### Instructions to follow
Reproduce the data below verbatim, keeping every line in its original order and wording.

### Supplied information
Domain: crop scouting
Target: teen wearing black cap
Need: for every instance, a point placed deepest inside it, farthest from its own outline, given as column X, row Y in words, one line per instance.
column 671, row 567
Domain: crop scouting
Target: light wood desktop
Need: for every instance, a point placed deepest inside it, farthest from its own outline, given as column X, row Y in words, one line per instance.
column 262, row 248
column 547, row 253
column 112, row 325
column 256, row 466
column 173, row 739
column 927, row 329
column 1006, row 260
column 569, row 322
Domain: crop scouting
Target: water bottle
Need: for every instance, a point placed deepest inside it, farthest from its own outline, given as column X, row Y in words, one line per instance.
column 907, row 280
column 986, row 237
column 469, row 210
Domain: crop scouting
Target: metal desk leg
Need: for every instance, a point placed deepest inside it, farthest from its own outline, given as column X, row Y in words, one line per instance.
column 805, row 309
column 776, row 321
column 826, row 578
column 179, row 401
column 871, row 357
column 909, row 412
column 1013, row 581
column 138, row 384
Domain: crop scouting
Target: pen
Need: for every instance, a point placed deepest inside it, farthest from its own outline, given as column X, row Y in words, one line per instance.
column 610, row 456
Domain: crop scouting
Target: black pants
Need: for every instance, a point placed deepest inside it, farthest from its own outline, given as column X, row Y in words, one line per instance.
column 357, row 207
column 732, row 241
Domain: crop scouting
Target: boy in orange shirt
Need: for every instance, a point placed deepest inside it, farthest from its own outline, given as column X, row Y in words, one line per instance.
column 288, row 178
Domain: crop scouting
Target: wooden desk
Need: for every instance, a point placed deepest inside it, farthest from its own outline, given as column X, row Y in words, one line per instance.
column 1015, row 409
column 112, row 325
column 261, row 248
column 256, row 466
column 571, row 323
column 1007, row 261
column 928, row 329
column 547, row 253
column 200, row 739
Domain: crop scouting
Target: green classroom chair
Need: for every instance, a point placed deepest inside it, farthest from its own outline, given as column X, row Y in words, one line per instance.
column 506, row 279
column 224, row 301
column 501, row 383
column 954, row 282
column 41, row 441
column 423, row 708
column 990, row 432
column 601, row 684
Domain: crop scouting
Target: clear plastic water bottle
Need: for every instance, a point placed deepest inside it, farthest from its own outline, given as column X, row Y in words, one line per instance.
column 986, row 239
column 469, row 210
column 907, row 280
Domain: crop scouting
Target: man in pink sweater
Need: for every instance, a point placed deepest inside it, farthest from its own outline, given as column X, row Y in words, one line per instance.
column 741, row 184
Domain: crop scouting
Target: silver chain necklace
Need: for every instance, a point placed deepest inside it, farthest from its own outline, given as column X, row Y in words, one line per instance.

### Solution to this task
Domain: crop scouting
Target: teen wearing black cap
Need: for every instance, a point placed deepest inside it, farthest from its own outline, given as column X, row Y in words, one line per instance.
column 671, row 567
Domain: crop scouting
Target: light wood desktop
Need: for every instance, a point placed deepest inside it, farthest from its own outline, given as column X, row Y in words, one line per instance.
column 262, row 248
column 547, row 253
column 112, row 325
column 256, row 466
column 173, row 739
column 927, row 329
column 1006, row 260
column 569, row 322
Domain: crop scouting
Target: water bottle
Need: for every instance, a point placed deepest inside it, farthest from its own outline, given as column X, row Y in words, one line per instance.
column 907, row 280
column 986, row 237
column 469, row 210
Domain: crop scouting
Target: metal desk leg
Need: for every instance, a point placed deepest inside it, farthest from its own outline, given as column X, row Y in words, one line per instance.
column 805, row 309
column 776, row 321
column 826, row 578
column 179, row 401
column 871, row 357
column 909, row 412
column 1013, row 581
column 138, row 384
Domain: crop scouting
Target: pen
Need: for every instance, a point placed deepest inside it, farthest from its own outline, given as column X, row Y in words, one line per instance.
column 610, row 456
Domain: crop scouting
Target: black pants
Need: for every instance, a point placed deepest inside it, farthest from its own outline, given as column X, row Y in words, one line per instance.
column 357, row 207
column 732, row 241
Domain: crop scouting
Target: boy in orange shirt
Need: for every instance, a point placed deepest inside it, farthest from its own outline, given as column X, row Y in words, one line per instance.
column 288, row 178
Domain: crop scouting
Target: wooden desk
Need: for every instance, a point placed deepest inside it, farthest from its own outline, given as column X, row Y in words, one line per instance.
column 1015, row 409
column 112, row 325
column 261, row 248
column 256, row 466
column 571, row 323
column 1007, row 261
column 928, row 329
column 547, row 253
column 200, row 739
Domain: crop scouting
Target: green classroom chair
Need: for every instance, a point placed deepest inside it, farthest from its own outline, given as column X, row Y in words, one line per instance.
column 506, row 279
column 224, row 301
column 501, row 383
column 954, row 282
column 41, row 441
column 423, row 708
column 990, row 432
column 601, row 684
Domain: crop scouting
Target: clear plastic water bottle
Need: for every instance, a point placed deepest inside it, farthest from its own outline, given as column X, row Y in words, one line per instance.
column 986, row 239
column 469, row 210
column 907, row 280
Domain: crop scouting
Target: man in pink sweater
Need: for every instance, a point placed deepest inside it, farthest from its own outline, given as column X, row Y in words, one line per instance.
column 741, row 184
Domain: crop scouting
Target: silver chain necklace
Need: for every instance, a point placed deepest inside it, farthest from its own outline, given as column X, row Y in words, one line per instance.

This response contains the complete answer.